— Given text —
---
The Shares are offered by 360 Sports on a "best efforts" basis. No individual, firm or corporation has agreed in advance to purchase any of the offered Shares. No assurance can be given by the Company that any or all of the Shares shall be sold.
360 Sports has never declared or paid cash dividends on its Common Stock and does not plan to pay any cash dividends with respect to its Common Stock in the foreseeable future. The Company currently intends to retain future earnings, if any, to finance the expansion of the 360 Sports' operations. As a result, the Company does not anticipate paying any cash dividends in the foreseeable future.
The 360 Sports' Board shall determine dividend policy in the future based upon, but not limited to the Company's results of operations, financial condition, contractual restrictions and other factors deemed relevant at the time. The Company intends to retain appropriate levels of its earnings, if any, to support the Company's business activities.
360 Sports intends to use the net proceeds of this offering to fund ongoing working capital needs. Management shall have broad discretion to determine how such proceeds shall be used.
---
— Data items —
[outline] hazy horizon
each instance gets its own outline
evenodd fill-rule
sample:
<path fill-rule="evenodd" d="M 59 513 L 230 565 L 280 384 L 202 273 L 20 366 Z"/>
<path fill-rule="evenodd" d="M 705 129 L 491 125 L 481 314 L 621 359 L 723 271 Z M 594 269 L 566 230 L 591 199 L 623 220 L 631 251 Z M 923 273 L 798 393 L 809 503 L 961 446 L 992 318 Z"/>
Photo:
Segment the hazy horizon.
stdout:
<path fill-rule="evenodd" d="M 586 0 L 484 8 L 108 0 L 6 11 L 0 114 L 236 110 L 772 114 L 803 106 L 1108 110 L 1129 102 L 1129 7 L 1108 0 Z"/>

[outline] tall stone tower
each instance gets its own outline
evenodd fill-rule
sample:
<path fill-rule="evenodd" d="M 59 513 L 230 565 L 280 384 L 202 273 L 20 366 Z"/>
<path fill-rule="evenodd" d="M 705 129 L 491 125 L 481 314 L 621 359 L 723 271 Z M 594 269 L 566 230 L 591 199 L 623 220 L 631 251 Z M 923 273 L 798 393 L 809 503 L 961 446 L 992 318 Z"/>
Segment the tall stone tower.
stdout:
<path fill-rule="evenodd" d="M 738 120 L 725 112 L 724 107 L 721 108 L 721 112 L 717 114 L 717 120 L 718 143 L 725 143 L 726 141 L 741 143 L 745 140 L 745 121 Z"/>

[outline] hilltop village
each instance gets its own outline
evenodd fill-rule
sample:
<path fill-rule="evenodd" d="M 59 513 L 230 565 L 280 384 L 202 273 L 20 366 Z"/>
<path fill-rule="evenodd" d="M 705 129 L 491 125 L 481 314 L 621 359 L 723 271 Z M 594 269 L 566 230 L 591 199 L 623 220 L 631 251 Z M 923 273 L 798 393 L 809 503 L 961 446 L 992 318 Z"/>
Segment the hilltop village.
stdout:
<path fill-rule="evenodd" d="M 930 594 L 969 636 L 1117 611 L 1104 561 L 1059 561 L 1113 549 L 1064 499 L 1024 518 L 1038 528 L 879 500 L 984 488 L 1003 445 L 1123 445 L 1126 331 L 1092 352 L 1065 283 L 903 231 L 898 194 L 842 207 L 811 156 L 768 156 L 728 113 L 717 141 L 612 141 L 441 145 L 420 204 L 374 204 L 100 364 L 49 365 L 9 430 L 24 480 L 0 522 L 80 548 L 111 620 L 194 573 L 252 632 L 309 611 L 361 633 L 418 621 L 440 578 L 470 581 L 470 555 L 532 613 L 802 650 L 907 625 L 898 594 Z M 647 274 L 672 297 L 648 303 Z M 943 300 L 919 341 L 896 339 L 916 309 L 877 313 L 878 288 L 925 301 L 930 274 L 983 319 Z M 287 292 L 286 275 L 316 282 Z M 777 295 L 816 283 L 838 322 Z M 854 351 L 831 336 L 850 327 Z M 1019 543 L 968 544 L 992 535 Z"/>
---
— Your tasks —
1. Reproduce the part of the 360 Sports offering excerpt that opens with the words containing "The Shares are" and closes with "dividends in the foreseeable future.".
2. According to the 360 Sports offering excerpt, on what basis are the Shares offered?
3. Pick up the 360 Sports offering excerpt after its final sentence and continue it.

— Answers in order —
1.
The Shares are offered by 360 Sports on a "best efforts" basis. No individual, firm or corporation has agreed in advance to purchase any of the offered Shares. No assurance can be given by the Company that any or all of the Shares shall be sold.
360 Sports has never declared or paid cash dividends on its Common Stock and does not plan to pay any cash dividends with respect to its Common Stock in the foreseeable future. The Company currently intends to retain future earnings, if any, to finance the expansion of the 360 Sports' operations. As a result, the Company does not anticipate paying any cash dividends in the foreseeable future.

2. On a "best efforts" basis.

3.
Our Security Holders May Face Significant Restrictions on the Resale of Our Securities Due to State "blue sky" Laws. Each state has its own securities laws, often called "blue sky" laws, which (1) limit sales of securities to a state's residents unless the securities are registered in that state or qualify for an exemption from registration and (2) govern the reporting requirements for broker-dealers and stock brokers doing business directly or indirectly in the state. Before a security is sold in a state, there must be a registration in place to cover the transaction, or it must be exempt from registration. Also, the broker must be registered in that state. We do not know whether our securities will be registered, or exempt, under the laws of any states. A determination regarding registration will be made by the broker-dealers, if any, who agree to serve as the market-makers for our securities. There may be significant state blue sky law restrictions on the ability of investors to sell, and on purchasers to buy, our securities. Investors should consider the resale market for our securities to be limited. Security holders may be unable to resell their securities, or they may be unable to resell them without the significant expense of state registration or qualification.
Dilution means a reduction in value, control or earnings of the shares the investor owns.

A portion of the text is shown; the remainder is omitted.